:: 本文 ::

小牧・長久手の戦いは、誰の対立? 場所も確認
「小牧・長久手(こまき・ながくて)の戦い」は、誰が、どこで、争ったできごとなのでしょうか。戦いの概要を見ていきましょう。
羽柴秀吉と徳川家康の対立
小牧・長久手の戦いは、1584(天正12)年に羽柴秀吉(はしばひでよし:後の豊臣秀吉)軍と徳川家康(とくがわいえやす)・織田信雄(おだのぶかつ)連合軍との間で起こった一連の合戦を指します。
戦いが起こる約2年前、天下統一を目前にした織田信長が、家臣の明智光秀(あけちみつひで)に討たれた「本能寺の変」がありました。このとき、信長の長男・信忠(のぶただ)も光秀軍に攻められて亡くなります。
信長の天下統一事業の後継者として勢力を強めたのが、光秀を討って主君の仇(かたき)を取った羽柴秀吉です。一方、信長の次男・信雄は、勢力を強める秀吉の存在に危機感を覚え、かつて信長と同盟関係にあった徳川家康に協力を依頼します。
両陣営の戦いは、全国各地で繰り広げられ、開戦から終結まで約8カ月かかりました。

:: 提供記録 ::
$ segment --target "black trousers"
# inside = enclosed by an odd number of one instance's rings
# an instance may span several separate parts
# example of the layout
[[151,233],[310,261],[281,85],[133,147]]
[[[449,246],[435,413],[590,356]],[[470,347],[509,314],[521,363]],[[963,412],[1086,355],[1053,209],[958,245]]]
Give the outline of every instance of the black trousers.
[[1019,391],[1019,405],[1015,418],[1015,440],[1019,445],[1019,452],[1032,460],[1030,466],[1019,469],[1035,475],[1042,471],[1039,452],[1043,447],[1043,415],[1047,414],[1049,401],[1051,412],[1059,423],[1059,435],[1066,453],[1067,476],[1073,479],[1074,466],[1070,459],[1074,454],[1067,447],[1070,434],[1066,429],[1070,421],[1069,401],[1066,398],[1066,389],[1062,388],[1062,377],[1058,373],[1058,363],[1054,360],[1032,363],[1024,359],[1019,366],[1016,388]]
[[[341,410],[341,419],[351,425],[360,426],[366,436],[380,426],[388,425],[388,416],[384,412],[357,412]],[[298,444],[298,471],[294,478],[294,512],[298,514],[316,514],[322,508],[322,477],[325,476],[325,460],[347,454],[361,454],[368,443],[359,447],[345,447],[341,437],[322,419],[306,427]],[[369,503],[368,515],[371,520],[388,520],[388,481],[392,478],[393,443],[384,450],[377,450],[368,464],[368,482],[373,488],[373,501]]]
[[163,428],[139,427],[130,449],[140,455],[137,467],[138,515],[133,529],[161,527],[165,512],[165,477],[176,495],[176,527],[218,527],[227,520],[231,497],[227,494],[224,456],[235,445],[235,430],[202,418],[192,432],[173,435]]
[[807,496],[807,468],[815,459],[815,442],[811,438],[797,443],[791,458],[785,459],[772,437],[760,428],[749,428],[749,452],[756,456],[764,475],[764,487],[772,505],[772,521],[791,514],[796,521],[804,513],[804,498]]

:: 問題 1 ::
小牧・長久手の戦いの本文によると、両陣営の戦いは開戦から終結までにどれくらいの期間がかかりましたか。
:: 問題 2 ::
小牧・長久手の戦いの本文のうち、「信長の天下統一事業の後継者と」から「両陣営の戦いは、全国各地で繰り広げられ、開戦から終結まで約8カ月かかりました。」までを、その語句も含めて一字一句そのまま書き写してください。
:: 問題 3 ::
小牧・長久手の戦いを解説した本文の続きを、最後の文の後から書き進めてください。

:: 解答 1 ::
約8カ月です。

:: 解答 2 ::
信長の天下統一事業の後継者として勢力を強めたのが、光秀を討って主君の仇(かたき)を取った羽柴秀吉です。一方、信長の次男・信雄は、勢力を強める秀吉の存在に危機感を覚え、かつて信長と同盟関係にあった徳川家康に協力を依頼します。
両陣営の戦いは、全国各地で繰り広げられ、開戦から終結まで約8カ月かかりました。

:: 解答 3 ::
戦いが起きた場所は、現在の愛知県
小牧・長久手の戦いの中心地は、尾張(おわり、現在の愛知県西部)です。小牧は信雄・家康連合軍が本陣を構えた小牧山城を、長久手は秀吉軍と家康軍が直接、戦った地を指しています。
秀吉軍も、尾張と美濃(みの、現在の岐阜県)の境付近にある「犬山城(いぬやまじょう)」や「楽田城(がくでんじょう)」を拠点として、連合軍に対峙(たいじ)しました。
現在、激戦地となった長久手には「古戦場公園」が整備され、散策しながら当時の様子を学べます。園内に立つ長久手市郷土資料室では、戦いに関する特別展を開催することもあります。
小牧・長久手の戦いに至った経緯
小牧・長久手の戦いは、信長亡きあとの天下の覇権をめぐる争いの一つです。本能寺の変から、開戦に至るまでの経緯を見ていきましょう。
きっかけは、本能寺の変後の秀吉の台頭
小牧・長久手の戦いは、織田家の一家臣に過ぎなかった秀吉の急激な台頭がきっかけで起こりました。1582(天正10)年、本能寺で信長を倒した明智光秀は「山崎(やまざき)の戦い」で秀吉に敗れ、亡くなります。
その直後、織田家の重臣たちは清須城(きよすじょう:現在の愛知県清須市にあった城、現在は別の場所に再建)にて、新しい織田家当主を決める話し合いに臨みます。「清須会議(きよすかいぎ)」と呼ばれるこの話し合いで、諸将は信長の次男・信雄派と三男・信孝(のぶたか)派に分かれて争いました。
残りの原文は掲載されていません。